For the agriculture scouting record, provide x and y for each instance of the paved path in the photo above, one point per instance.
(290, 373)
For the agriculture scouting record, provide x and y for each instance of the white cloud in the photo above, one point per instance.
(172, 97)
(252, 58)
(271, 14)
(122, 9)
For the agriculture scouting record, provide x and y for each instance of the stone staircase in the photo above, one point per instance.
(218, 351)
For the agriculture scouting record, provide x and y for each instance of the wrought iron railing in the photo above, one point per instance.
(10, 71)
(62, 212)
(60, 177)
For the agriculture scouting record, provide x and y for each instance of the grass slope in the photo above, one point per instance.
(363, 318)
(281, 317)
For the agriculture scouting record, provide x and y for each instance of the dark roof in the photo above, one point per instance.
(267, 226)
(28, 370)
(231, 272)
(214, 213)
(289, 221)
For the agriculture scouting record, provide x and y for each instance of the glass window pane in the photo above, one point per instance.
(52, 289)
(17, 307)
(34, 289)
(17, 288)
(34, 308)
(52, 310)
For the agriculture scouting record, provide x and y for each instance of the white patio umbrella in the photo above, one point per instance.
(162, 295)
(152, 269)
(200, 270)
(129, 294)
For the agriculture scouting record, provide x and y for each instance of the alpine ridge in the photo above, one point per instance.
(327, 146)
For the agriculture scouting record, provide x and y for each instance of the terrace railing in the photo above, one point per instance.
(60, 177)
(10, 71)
──────
Copy the records. Each line should match exactly.

For the agriculture scouting record, provide x and y for each instance of the paved path in the photo above, one point per instance.
(290, 373)
For the agriculture scouting record, provide x and y for each instance of the white cloud in the photo above, one point per instance.
(172, 97)
(252, 58)
(271, 14)
(122, 9)
For the agriculture scouting record, provide x and y for each instance of the stone staircase in the photo above, one point per instance.
(218, 351)
For the agriculture scouting record, provide x and y for each instance of the wrought iron railing in the photo above, one point per instance.
(10, 71)
(62, 212)
(60, 177)
For the agriculture scouting record, provide x and y for each instance of the grass slope in the photo above, one point per instance.
(363, 318)
(281, 317)
For the agriculture scouting record, provide x and y for each instance of the dark roof in the photo above, one point per instance.
(267, 226)
(28, 370)
(231, 272)
(214, 213)
(289, 221)
For the agriculture scouting record, provide x and y for each instance of the glass window pane in the photo above, one point per instance.
(52, 289)
(17, 307)
(34, 289)
(17, 288)
(34, 308)
(52, 310)
For the agriculture scouting record, provide x and y for each instance of the white patio umbrella in the photo above, one point per instance.
(162, 295)
(152, 269)
(200, 270)
(129, 294)
For the agriculture scouting record, provide x and y for each instance of the alpine ridge in the photo above, one point per instance.
(327, 146)
For the agriculture scouting record, provide x and y for each instance of the terrace railing in the photo above, one point per instance.
(60, 177)
(10, 71)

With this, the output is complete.